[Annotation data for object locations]
******

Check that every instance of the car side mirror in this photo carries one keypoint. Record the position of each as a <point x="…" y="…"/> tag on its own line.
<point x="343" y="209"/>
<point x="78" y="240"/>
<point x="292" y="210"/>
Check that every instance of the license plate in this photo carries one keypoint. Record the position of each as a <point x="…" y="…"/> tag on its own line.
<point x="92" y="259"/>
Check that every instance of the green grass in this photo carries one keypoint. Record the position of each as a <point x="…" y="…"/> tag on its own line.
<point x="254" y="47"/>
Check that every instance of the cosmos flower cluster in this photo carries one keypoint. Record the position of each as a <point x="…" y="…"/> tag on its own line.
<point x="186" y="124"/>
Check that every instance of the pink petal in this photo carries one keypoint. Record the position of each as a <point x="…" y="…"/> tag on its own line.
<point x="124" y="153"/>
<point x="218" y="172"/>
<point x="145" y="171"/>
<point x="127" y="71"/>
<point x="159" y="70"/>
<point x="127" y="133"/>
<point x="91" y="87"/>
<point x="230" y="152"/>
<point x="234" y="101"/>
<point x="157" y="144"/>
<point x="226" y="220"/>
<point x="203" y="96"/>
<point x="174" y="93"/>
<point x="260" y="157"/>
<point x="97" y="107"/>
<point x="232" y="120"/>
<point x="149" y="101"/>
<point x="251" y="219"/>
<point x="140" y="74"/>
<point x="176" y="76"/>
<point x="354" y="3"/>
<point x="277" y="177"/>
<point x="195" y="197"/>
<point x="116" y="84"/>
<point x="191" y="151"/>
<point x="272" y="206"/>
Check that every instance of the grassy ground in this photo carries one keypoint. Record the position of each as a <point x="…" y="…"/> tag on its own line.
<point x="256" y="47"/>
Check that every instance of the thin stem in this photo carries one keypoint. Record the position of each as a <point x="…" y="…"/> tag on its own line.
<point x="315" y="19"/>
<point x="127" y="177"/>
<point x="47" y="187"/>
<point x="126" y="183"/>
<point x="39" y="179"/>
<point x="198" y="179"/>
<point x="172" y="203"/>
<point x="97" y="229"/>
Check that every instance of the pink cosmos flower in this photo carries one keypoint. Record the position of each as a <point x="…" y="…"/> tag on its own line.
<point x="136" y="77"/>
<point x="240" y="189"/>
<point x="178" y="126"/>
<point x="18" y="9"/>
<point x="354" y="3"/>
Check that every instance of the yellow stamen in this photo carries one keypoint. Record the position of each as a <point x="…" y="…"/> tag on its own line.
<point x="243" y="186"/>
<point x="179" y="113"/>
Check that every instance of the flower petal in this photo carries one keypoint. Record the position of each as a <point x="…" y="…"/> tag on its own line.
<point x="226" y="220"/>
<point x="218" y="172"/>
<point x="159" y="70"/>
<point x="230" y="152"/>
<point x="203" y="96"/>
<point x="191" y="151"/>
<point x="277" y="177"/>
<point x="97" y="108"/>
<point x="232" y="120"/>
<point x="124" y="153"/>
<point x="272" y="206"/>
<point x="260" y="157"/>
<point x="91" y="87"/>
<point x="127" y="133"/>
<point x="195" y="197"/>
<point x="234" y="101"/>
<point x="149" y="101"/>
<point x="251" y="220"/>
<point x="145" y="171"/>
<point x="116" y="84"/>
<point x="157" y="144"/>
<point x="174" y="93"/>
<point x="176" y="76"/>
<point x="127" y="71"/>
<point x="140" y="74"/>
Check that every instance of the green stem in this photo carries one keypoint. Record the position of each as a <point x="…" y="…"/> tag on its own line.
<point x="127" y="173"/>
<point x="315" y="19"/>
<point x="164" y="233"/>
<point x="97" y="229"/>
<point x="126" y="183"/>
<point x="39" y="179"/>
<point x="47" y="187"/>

******

__Problem description__. Reproduce every line above verbatim, from the first to the last, keeping the original order.

__Response for this exercise__.
Check that every instance of the car side mirror in this photo carries one keypoint. Record the position of each as a <point x="…" y="…"/> tag on its own line.
<point x="343" y="209"/>
<point x="78" y="240"/>
<point x="292" y="210"/>
Check that every instance of the license plate in this photo carries one keypoint. Record the position of each as a <point x="…" y="…"/> tag on its own line.
<point x="92" y="259"/>
Check that every instance of the green grass in this photo carries one keypoint. Record the position of each as a <point x="…" y="…"/> tag on its own line.
<point x="254" y="47"/>
Check that every instance of the cosmos flower cluster in this photo carries one keypoint. Record the position of each as a <point x="…" y="…"/> tag on its own line.
<point x="186" y="124"/>
Check that every instance of the pink petal in this photo carries one keypoint. Record the position of each as a <point x="…" y="…"/> tag on its own line.
<point x="124" y="153"/>
<point x="218" y="172"/>
<point x="145" y="171"/>
<point x="127" y="71"/>
<point x="159" y="70"/>
<point x="127" y="133"/>
<point x="91" y="87"/>
<point x="230" y="152"/>
<point x="234" y="101"/>
<point x="157" y="144"/>
<point x="226" y="220"/>
<point x="203" y="96"/>
<point x="174" y="93"/>
<point x="260" y="157"/>
<point x="97" y="107"/>
<point x="232" y="120"/>
<point x="149" y="101"/>
<point x="251" y="219"/>
<point x="140" y="74"/>
<point x="176" y="76"/>
<point x="354" y="3"/>
<point x="277" y="177"/>
<point x="195" y="197"/>
<point x="116" y="84"/>
<point x="191" y="151"/>
<point x="272" y="206"/>
Check that every instance of the grassy ground in this photo carries one keypoint. Record the position of each as a <point x="…" y="…"/> tag on its own line.
<point x="256" y="47"/>
Check that every instance of the thin stem in this photo carries one keypoint. Record the position of each as a <point x="…" y="…"/> tag on its own line.
<point x="315" y="19"/>
<point x="127" y="177"/>
<point x="47" y="187"/>
<point x="126" y="183"/>
<point x="39" y="179"/>
<point x="198" y="179"/>
<point x="172" y="203"/>
<point x="97" y="229"/>
Check that every instance of the pink cosmos flower in this photo carries one keypoint. Record the position of each as a <point x="…" y="…"/> tag on its own line.
<point x="136" y="77"/>
<point x="240" y="189"/>
<point x="178" y="126"/>
<point x="18" y="9"/>
<point x="354" y="3"/>
Check that every instance of the yellow stamen in this photo carries one keypoint. Record the position of each as a <point x="…" y="…"/> tag on its own line.
<point x="243" y="186"/>
<point x="179" y="113"/>
Check that every instance of the flower petal in this photo carries one keypoint. Record the position of each as a <point x="…" y="…"/> tag on its own line.
<point x="226" y="220"/>
<point x="218" y="172"/>
<point x="159" y="70"/>
<point x="230" y="152"/>
<point x="203" y="96"/>
<point x="191" y="151"/>
<point x="277" y="177"/>
<point x="97" y="108"/>
<point x="232" y="120"/>
<point x="124" y="153"/>
<point x="272" y="206"/>
<point x="260" y="157"/>
<point x="91" y="87"/>
<point x="127" y="133"/>
<point x="195" y="197"/>
<point x="234" y="101"/>
<point x="149" y="101"/>
<point x="251" y="220"/>
<point x="145" y="171"/>
<point x="116" y="84"/>
<point x="157" y="144"/>
<point x="174" y="93"/>
<point x="176" y="76"/>
<point x="127" y="71"/>
<point x="140" y="74"/>
Check that every instance of the green stem in this photo carries one keypoint. Record the position of each as a <point x="…" y="…"/> tag on its own line.
<point x="127" y="173"/>
<point x="315" y="19"/>
<point x="164" y="233"/>
<point x="97" y="229"/>
<point x="126" y="183"/>
<point x="39" y="179"/>
<point x="47" y="187"/>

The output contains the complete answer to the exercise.